Extract all lines that hold "porch" from the records below.

**Given information**:
★ ★ ★ ★ ★ ★ ★
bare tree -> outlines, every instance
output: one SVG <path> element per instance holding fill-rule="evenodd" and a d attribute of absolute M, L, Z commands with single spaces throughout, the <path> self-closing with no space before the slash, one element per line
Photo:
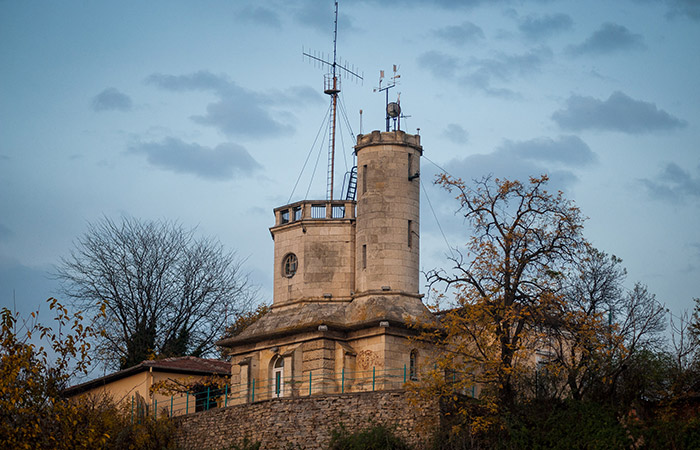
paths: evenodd
<path fill-rule="evenodd" d="M 646 286 L 625 291 L 622 260 L 588 247 L 565 288 L 566 302 L 549 328 L 568 394 L 580 400 L 596 392 L 610 396 L 640 351 L 661 346 L 665 308 Z"/>
<path fill-rule="evenodd" d="M 695 298 L 693 315 L 683 311 L 671 316 L 671 356 L 673 358 L 673 392 L 681 395 L 700 390 L 700 299 Z"/>
<path fill-rule="evenodd" d="M 591 246 L 572 266 L 563 290 L 566 301 L 547 327 L 554 352 L 549 365 L 563 369 L 568 393 L 576 400 L 600 379 L 609 348 L 613 309 L 619 309 L 626 270 L 622 260 Z"/>
<path fill-rule="evenodd" d="M 174 222 L 104 218 L 89 224 L 56 276 L 97 318 L 100 358 L 126 368 L 153 356 L 215 354 L 214 342 L 255 297 L 242 263 Z"/>

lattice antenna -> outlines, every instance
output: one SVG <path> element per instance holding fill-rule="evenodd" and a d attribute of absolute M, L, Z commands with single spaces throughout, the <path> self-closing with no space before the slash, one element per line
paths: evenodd
<path fill-rule="evenodd" d="M 329 129 L 329 148 L 328 148 L 328 176 L 326 183 L 326 197 L 328 200 L 333 200 L 333 182 L 335 176 L 335 130 L 336 130 L 336 111 L 338 106 L 338 94 L 340 93 L 340 77 L 350 78 L 355 81 L 362 81 L 363 77 L 355 66 L 351 66 L 346 61 L 344 64 L 338 63 L 337 54 L 338 44 L 338 2 L 335 2 L 335 22 L 333 28 L 333 60 L 330 61 L 323 53 L 314 52 L 313 54 L 305 52 L 302 49 L 302 55 L 309 58 L 315 65 L 327 67 L 328 73 L 323 76 L 323 92 L 331 96 L 331 120 Z"/>
<path fill-rule="evenodd" d="M 398 66 L 394 64 L 394 75 L 389 77 L 387 84 L 382 87 L 382 83 L 384 82 L 384 71 L 380 70 L 379 71 L 379 87 L 374 88 L 374 92 L 385 92 L 386 93 L 386 131 L 390 131 L 391 129 L 391 119 L 396 120 L 397 117 L 400 117 L 401 115 L 401 106 L 397 102 L 391 102 L 389 103 L 389 89 L 395 87 L 398 84 L 399 78 L 401 78 L 401 75 L 398 74 Z"/>

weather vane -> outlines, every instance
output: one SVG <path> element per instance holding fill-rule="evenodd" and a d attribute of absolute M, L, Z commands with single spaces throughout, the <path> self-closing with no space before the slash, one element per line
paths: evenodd
<path fill-rule="evenodd" d="M 384 82 L 384 71 L 379 71 L 379 87 L 374 88 L 374 92 L 385 92 L 386 93 L 386 131 L 391 129 L 391 119 L 394 119 L 394 129 L 396 129 L 396 119 L 399 119 L 399 129 L 401 128 L 401 93 L 397 97 L 396 102 L 389 102 L 389 89 L 396 86 L 397 81 L 401 78 L 398 73 L 398 67 L 394 64 L 394 75 L 389 78 L 386 86 L 382 87 L 382 82 Z"/>

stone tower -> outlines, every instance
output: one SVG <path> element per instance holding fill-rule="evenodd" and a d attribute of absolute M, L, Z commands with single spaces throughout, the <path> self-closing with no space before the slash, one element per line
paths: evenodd
<path fill-rule="evenodd" d="M 418 294 L 420 136 L 402 131 L 360 136 L 356 295 Z"/>
<path fill-rule="evenodd" d="M 271 311 L 219 342 L 240 401 L 397 388 L 417 370 L 411 324 L 434 323 L 419 293 L 422 153 L 418 135 L 360 135 L 357 200 L 275 208 Z"/>

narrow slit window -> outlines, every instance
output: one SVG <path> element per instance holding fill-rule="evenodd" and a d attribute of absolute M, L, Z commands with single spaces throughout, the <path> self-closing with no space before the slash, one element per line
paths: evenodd
<path fill-rule="evenodd" d="M 413 175 L 411 171 L 413 170 L 413 155 L 408 154 L 408 179 L 411 179 L 411 176 Z"/>
<path fill-rule="evenodd" d="M 362 166 L 362 193 L 367 192 L 367 164 Z"/>
<path fill-rule="evenodd" d="M 418 380 L 418 350 L 411 350 L 408 373 L 411 381 Z"/>
<path fill-rule="evenodd" d="M 408 247 L 410 248 L 413 245 L 413 239 L 411 236 L 411 225 L 413 224 L 413 221 L 409 220 L 408 221 Z"/>
<path fill-rule="evenodd" d="M 362 244 L 362 268 L 367 268 L 367 244 Z"/>

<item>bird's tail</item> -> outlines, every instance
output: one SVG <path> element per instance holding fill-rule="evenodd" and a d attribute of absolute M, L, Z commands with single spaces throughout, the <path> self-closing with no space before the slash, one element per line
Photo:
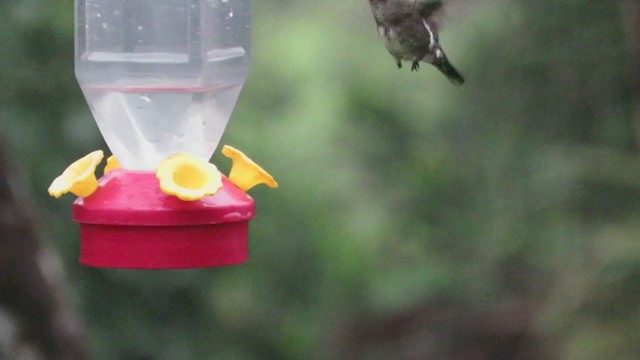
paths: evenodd
<path fill-rule="evenodd" d="M 442 53 L 442 57 L 440 57 L 435 61 L 434 65 L 454 85 L 462 86 L 462 84 L 464 84 L 464 77 L 462 77 L 462 75 L 460 75 L 458 70 L 456 70 L 456 68 L 453 67 L 453 65 L 451 65 L 451 63 L 449 62 L 449 59 L 447 59 L 447 56 L 444 53 Z"/>

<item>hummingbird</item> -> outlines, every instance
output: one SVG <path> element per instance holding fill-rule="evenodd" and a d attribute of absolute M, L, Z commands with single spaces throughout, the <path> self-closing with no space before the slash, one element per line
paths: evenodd
<path fill-rule="evenodd" d="M 464 78 L 449 62 L 440 46 L 438 30 L 442 1 L 428 0 L 369 0 L 378 35 L 396 60 L 411 61 L 411 71 L 420 69 L 424 61 L 435 66 L 455 85 Z"/>

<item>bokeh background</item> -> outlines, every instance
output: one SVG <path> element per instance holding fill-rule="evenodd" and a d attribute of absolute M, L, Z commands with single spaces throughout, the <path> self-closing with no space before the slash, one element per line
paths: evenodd
<path fill-rule="evenodd" d="M 441 42 L 462 89 L 396 69 L 365 0 L 253 6 L 223 143 L 280 189 L 252 192 L 247 264 L 149 272 L 80 266 L 72 196 L 46 194 L 106 150 L 73 1 L 0 1 L 3 358 L 73 358 L 55 321 L 93 359 L 640 358 L 636 1 L 458 2 Z M 7 265 L 23 236 L 49 267 Z"/>

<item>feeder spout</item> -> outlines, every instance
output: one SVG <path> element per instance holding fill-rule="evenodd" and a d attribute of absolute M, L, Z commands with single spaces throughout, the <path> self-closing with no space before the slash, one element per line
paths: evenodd
<path fill-rule="evenodd" d="M 215 165 L 189 154 L 179 154 L 162 161 L 156 177 L 160 189 L 180 200 L 195 201 L 215 195 L 222 188 L 222 175 Z"/>
<path fill-rule="evenodd" d="M 105 174 L 108 174 L 109 172 L 117 169 L 120 169 L 120 163 L 118 162 L 118 159 L 116 159 L 115 155 L 109 156 L 107 158 L 107 165 L 104 166 L 103 172 Z"/>
<path fill-rule="evenodd" d="M 58 176 L 49 186 L 49 195 L 59 198 L 71 192 L 76 196 L 86 198 L 98 189 L 95 171 L 104 157 L 102 150 L 96 150 L 69 165 L 62 175 Z"/>
<path fill-rule="evenodd" d="M 229 172 L 229 180 L 242 191 L 249 191 L 260 184 L 265 184 L 272 189 L 278 188 L 278 183 L 273 176 L 242 151 L 225 145 L 222 147 L 222 154 L 233 161 Z"/>

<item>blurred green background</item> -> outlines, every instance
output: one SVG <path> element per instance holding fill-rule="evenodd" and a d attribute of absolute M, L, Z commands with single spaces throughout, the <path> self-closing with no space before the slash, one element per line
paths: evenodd
<path fill-rule="evenodd" d="M 223 143 L 280 189 L 252 191 L 247 264 L 153 272 L 80 266 L 72 196 L 46 194 L 107 149 L 73 76 L 73 1 L 0 1 L 1 141 L 93 356 L 640 358 L 620 3 L 463 6 L 441 34 L 459 89 L 397 70 L 358 1 L 254 1 L 252 73 Z"/>

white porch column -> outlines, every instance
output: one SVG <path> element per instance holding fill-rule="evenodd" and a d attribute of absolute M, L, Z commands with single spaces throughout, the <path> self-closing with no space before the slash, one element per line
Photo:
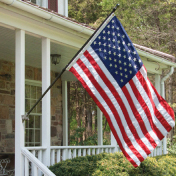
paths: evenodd
<path fill-rule="evenodd" d="M 62 106 L 63 106 L 63 146 L 68 146 L 68 104 L 67 81 L 62 81 Z"/>
<path fill-rule="evenodd" d="M 42 93 L 50 86 L 50 39 L 42 38 Z M 43 163 L 50 166 L 50 130 L 51 130 L 50 91 L 42 99 L 42 146 L 47 147 L 43 153 Z"/>
<path fill-rule="evenodd" d="M 161 86 L 160 86 L 160 84 L 161 84 L 160 75 L 155 74 L 155 88 L 156 88 L 156 90 L 157 90 L 157 92 L 159 94 L 161 94 L 161 88 L 160 88 Z"/>
<path fill-rule="evenodd" d="M 103 145 L 103 113 L 97 107 L 98 145 Z"/>
<path fill-rule="evenodd" d="M 68 146 L 68 104 L 67 81 L 62 81 L 62 106 L 63 106 L 63 146 Z M 68 158 L 68 149 L 63 150 L 63 160 Z"/>
<path fill-rule="evenodd" d="M 15 176 L 24 175 L 24 124 L 25 114 L 25 31 L 17 29 L 15 34 Z"/>
<path fill-rule="evenodd" d="M 115 146 L 115 150 L 112 153 L 117 152 L 118 151 L 117 150 L 117 141 L 116 141 L 114 135 L 112 134 L 112 131 L 111 131 L 111 145 Z"/>

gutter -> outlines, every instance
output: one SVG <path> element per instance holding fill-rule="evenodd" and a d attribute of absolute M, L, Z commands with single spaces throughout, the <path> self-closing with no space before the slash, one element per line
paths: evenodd
<path fill-rule="evenodd" d="M 165 85 L 164 85 L 164 81 L 166 81 L 167 78 L 169 78 L 169 76 L 171 76 L 174 72 L 174 67 L 171 67 L 170 72 L 164 76 L 161 79 L 161 96 L 165 99 Z M 164 137 L 163 139 L 163 154 L 167 154 L 167 138 Z"/>
<path fill-rule="evenodd" d="M 38 8 L 37 6 L 33 6 L 29 3 L 26 3 L 25 1 L 20 0 L 0 0 L 0 2 L 3 2 L 9 6 L 13 6 L 15 8 L 18 8 L 20 10 L 32 13 L 36 16 L 39 16 L 41 18 L 44 18 L 45 20 L 52 21 L 54 23 L 60 24 L 62 26 L 65 26 L 67 28 L 71 28 L 74 31 L 77 31 L 79 33 L 83 33 L 86 35 L 92 35 L 94 30 L 90 29 L 86 26 L 82 26 L 80 24 L 77 24 L 73 21 L 70 21 L 68 19 L 65 19 L 61 16 L 57 16 L 54 13 L 47 12 L 43 9 Z"/>
<path fill-rule="evenodd" d="M 151 59 L 151 60 L 156 61 L 156 62 L 158 62 L 158 63 L 166 64 L 166 65 L 171 66 L 171 67 L 174 67 L 174 68 L 176 67 L 176 63 L 175 63 L 175 62 L 172 62 L 172 61 L 166 60 L 166 59 L 164 59 L 164 58 L 155 56 L 155 55 L 150 54 L 150 53 L 148 53 L 148 52 L 142 51 L 142 50 L 140 50 L 140 49 L 138 49 L 138 48 L 136 48 L 136 50 L 137 50 L 137 52 L 138 52 L 138 54 L 139 54 L 140 56 L 144 56 L 144 57 L 146 57 L 146 58 L 148 58 L 148 59 Z"/>

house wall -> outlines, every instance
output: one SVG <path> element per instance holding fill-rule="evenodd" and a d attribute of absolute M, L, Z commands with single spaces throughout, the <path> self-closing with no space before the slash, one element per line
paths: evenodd
<path fill-rule="evenodd" d="M 26 66 L 25 78 L 41 80 L 41 69 Z M 15 152 L 15 63 L 0 60 L 0 153 Z M 57 73 L 51 72 L 51 81 Z M 51 145 L 62 144 L 61 80 L 51 89 Z"/>

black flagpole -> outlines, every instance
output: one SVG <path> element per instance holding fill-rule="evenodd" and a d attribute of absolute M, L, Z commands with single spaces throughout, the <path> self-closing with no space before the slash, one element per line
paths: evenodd
<path fill-rule="evenodd" d="M 96 31 L 91 35 L 91 37 L 86 41 L 86 43 L 79 49 L 79 51 L 75 54 L 75 56 L 70 60 L 70 62 L 65 66 L 65 68 L 62 69 L 62 71 L 58 74 L 58 76 L 55 78 L 55 80 L 51 83 L 51 85 L 45 90 L 45 92 L 41 95 L 41 97 L 37 100 L 37 102 L 32 106 L 32 108 L 25 114 L 22 115 L 22 120 L 29 120 L 29 114 L 32 112 L 32 110 L 38 105 L 38 103 L 42 100 L 42 98 L 45 96 L 45 94 L 51 89 L 51 87 L 55 84 L 55 82 L 61 77 L 61 75 L 64 73 L 64 71 L 66 70 L 66 68 L 70 65 L 70 63 L 77 57 L 77 55 L 80 53 L 80 51 L 87 45 L 87 43 L 94 37 L 94 35 L 96 34 L 96 32 L 102 27 L 102 25 L 104 24 L 104 22 L 112 15 L 112 13 L 114 13 L 116 11 L 116 9 L 119 7 L 120 5 L 117 4 L 112 12 L 108 15 L 108 17 L 103 21 L 103 23 L 96 29 Z"/>

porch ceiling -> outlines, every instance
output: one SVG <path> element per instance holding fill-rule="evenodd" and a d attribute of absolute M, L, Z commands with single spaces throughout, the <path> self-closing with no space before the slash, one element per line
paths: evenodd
★ ★ ★ ★ ★ ★ ★
**Result**:
white porch column -> outlines, every instance
porch ceiling -> outlines, every instance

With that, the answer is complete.